**Stated exercise:**
Could you set out the rows below as a numbered list, starting at the line that has "Guideline: for each instance of the camera, imagine" and stopping after the line that has "Target: camera", with both of those lines included and any blank lines dropped?
═══ Records ═══
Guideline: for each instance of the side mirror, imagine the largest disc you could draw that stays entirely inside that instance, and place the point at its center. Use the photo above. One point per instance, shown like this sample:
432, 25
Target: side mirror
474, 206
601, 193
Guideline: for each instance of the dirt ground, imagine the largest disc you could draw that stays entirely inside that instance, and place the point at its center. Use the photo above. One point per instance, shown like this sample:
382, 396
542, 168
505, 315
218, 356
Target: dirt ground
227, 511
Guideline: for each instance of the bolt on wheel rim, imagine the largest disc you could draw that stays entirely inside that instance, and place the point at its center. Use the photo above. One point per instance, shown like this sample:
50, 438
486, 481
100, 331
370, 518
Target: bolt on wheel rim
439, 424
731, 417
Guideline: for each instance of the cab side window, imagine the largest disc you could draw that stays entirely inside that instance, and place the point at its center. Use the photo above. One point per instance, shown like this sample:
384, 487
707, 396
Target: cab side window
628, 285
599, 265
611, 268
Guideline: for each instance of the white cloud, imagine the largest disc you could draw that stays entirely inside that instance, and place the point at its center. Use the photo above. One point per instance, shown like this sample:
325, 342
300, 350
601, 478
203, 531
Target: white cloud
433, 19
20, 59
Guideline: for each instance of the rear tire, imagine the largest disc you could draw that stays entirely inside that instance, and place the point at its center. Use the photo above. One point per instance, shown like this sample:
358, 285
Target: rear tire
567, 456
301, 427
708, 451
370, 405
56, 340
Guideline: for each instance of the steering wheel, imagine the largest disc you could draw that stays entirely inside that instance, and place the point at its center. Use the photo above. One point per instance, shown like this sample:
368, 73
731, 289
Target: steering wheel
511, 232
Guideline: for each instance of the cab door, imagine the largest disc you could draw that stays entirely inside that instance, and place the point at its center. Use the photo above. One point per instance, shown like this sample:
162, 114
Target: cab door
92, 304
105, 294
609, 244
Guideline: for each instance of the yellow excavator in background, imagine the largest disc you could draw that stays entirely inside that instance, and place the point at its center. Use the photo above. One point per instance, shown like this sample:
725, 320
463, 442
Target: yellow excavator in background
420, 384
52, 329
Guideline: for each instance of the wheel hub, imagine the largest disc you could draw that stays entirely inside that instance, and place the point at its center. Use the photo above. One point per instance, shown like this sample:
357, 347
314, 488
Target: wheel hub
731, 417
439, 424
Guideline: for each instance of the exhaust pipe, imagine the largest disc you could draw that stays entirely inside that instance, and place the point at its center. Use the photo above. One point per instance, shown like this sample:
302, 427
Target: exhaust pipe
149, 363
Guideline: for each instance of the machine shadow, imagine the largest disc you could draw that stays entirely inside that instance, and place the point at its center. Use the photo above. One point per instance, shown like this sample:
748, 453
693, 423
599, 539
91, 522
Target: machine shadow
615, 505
═══
═══ Records ═══
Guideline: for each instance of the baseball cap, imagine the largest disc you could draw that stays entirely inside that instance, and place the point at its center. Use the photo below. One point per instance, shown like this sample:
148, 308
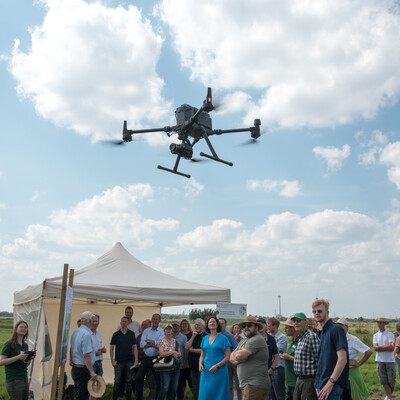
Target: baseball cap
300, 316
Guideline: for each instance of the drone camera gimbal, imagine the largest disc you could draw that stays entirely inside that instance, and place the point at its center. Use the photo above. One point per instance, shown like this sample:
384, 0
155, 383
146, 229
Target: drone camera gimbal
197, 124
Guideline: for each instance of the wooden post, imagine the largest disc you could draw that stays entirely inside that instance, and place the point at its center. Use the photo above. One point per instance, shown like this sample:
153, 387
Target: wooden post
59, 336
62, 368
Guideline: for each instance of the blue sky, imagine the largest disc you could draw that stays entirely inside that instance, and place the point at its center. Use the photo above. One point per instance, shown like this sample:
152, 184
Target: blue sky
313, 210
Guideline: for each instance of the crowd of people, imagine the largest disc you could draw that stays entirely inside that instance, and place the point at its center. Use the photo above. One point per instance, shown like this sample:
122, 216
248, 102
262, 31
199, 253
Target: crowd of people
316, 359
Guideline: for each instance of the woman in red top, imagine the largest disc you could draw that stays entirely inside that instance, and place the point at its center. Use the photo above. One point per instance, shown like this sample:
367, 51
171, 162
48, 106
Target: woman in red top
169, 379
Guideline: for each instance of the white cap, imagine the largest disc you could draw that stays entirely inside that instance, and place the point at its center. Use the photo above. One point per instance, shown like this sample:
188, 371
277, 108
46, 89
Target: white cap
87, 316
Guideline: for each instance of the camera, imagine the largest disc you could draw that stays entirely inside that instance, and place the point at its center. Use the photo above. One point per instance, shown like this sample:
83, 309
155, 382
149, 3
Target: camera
═══
**Full response:**
1. Guideline: for each instance of the camera, imagine the largest disc you could draw that stays entirely inside that instance, and place the point at its center. Use the photo above. One point per instance, shown like this sample:
2. 83, 309
3. 155, 382
4. 149, 3
5. Target: camera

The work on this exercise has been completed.